- **DOCUMENT EXTRACT**
Usage: The sortPosition field exists on NodeChange but is typically undefined for CANVAS nodes. It may be used for other node types or specific contexts. For page ordering, use parentIndex.position instead.

GROUP vs FRAME Detection

Critical Finding: Figma converts GROUP nodes to FRAME nodes in both clipboard payloads and .fig files. This means:

• No GROUP node type exists in parsed data - all groups are stored as FRAME nodes
• The original group name is preserved in the name field
• We can detect GROUP-originated FRAMEs using specific property combinations

Detection Properties:

Property	Real FRAME	GROUP-originated FRAME	Reliability
frameMaskDisabled	true	false	✅ Reliable
resizeToFit	undefined	true	⚠️ Check with paints
fillPaints	May exist	undefined or []	✅ Safety check
strokePaints	May exist	undefined or []	✅ Safety check
backgroundPaints	May exist	undefined or []	✅ Safety check

Note on frameMaskDisabled semantics:

• frameMaskDisabled: true = clipping is disabled (no clip)
• frameMaskDisabled: false = clipping is enabled (with clip)
• frameMaskDisabled: undefined = default behavior (clipping enabled)

Observed values:

• Regular FRAMEs (without clipping) typically have frameMaskDisabled: true (clipping disabled)
• FRAMEs with clipping enabled have frameMaskDisabled: false (clipping enabled)
• GROUP-originated FRAMEs have frameMaskDisabled: false (but can be distinguished by resizeToFit: true and lack of paints)
• When frameMaskDisabled is undefined, the default behavior is clipping enabled (maps to clipsContent: true)

Note: The property name is counterintuitive - frameMaskDisabled: true means the mask (clipping) is disabled, not that the frame is disabled.

Detection Logic:

function isGroupOriginatedFrame(node: NodeChange): boolean {
  if (node.type !== "FRAME") {
    return false;
  }

  // Primary indicators
  if (node.frameMaskDisabled !== false || node.resizeToFit !== true) {
    return false;
  }

  // Additional safety check: GROUPs have no paints
  // (GROUPs don't have fills or strokes, so this is an extra safeguard)

- **DATA EXCERPT**

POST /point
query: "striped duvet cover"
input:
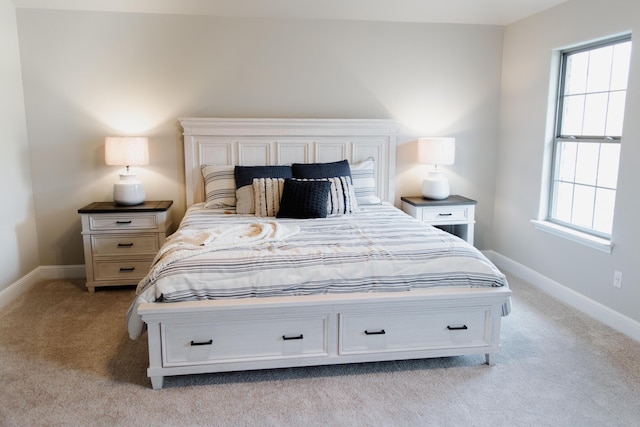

- **PROBLEMS AND TASKS**
[a] From the table of detection properties in the Figma group-detection notes, list every property named in its first column.
[b] Decide whether each statement agrees with the Figma group-detection notes. Give yes or no and quote the deciding words.
(i) Parsed data contains a separate GROUP node type.
(ii) When frameMaskDisabled is undefined, clipping is enabled by default.
(iii) Page ordering should be determined with sortPosition.
[c] Resume the Figma group-detection notes from the point where they stop.

- **ANSWERS FOR THE EXERCISE**
[a] frameMaskDisabled, resizeToFit, fillPaints, strokePaints, backgroundPaints

[b]
(i) No: "No GROUP node type exists in parsed data - all groups are stored as FRAME nodes"
(ii) Yes: "frameMaskDisabled: undefined = default behavior (clipping enabled)"
(iii) No: "For page ordering, use parentIndex.position instead."

[c]
  const hasNoFills = !node.fillPaints || node.fillPaints.length === 0;
  const hasNoStrokes = !node.strokePaints || node.strokePaints.length === 0;
  const hasNoBackgroundPaints =
    !node.backgroundPaints || node.backgroundPaints.length === 0;

  return hasNoFills && hasNoStrokes && hasNoBackgroundPaints;
}

Note: The paint checks (fillPaints, strokePaints, backgroundPaints) are used as additional safety checks since we can't be 100% confident in relying solely on resizeToFit. GROUPs never have fills or strokes, so this provides extra confidence in the detection.

Verification:

This behavior has been verified in:

• Clipboard payloads (see fixtures/test-fig/clipboard/group-with-r-g-b-rect.clipboard.html)
• .fig files (see fixtures/test-fig/L0/frame.fig)

Both formats show the same pattern: GROUP nodes are stored as FRAME nodes with distinguishing properties.

Implementation Notes:

When converting from Figma to Grida:

1. Check if a FRAME node has GROUP-like properties
2. If detected, convert to GroupNode instead of ContainerNode
3. This ensures proper semantic mapping: GROUP → GroupNode, FRAME → ContainerNode

Component Sets

Critical Finding: There is no COMPONENT_SET node type in the Kiwi schema. Component sets are represented as:

• A FRAME node (the component set container)
• Containing multiple SYMBOL nodes as children (the component variants)

Component Set FRAME Properties:

A FRAME that is a component set has these distinguishing properties:

Property	Component Set FRAME	Regular FRAME	Reliability
isStateGroup	true	undefined	✅ Reliable
componentPropDefs	Present	undefined	✅ Reliable
stateGroupPropertyValueOrders	Present	undefined	✅ Reliable

Component Set SYMBOL Properties:

A SYMBOL that is part of a component set has:

Property	Component Set SYMBOL	Standalone SYMBOL	Reliability
variantPropSpecs	Present	undefined	✅ Reliable

Structure:

DOCUMENT "Document"
  └─ CANVAS "Internal Only Canvas" (component library)
     └─ FRAME "Button" (component set container)
        ├─ SYMBOL "Variant=Primary, State=Default, Size=Small"
        ├─ SYMBOL "Variant=Neutral, State=Default, Size=Small"
        └─ ... (more SYMBOL variants)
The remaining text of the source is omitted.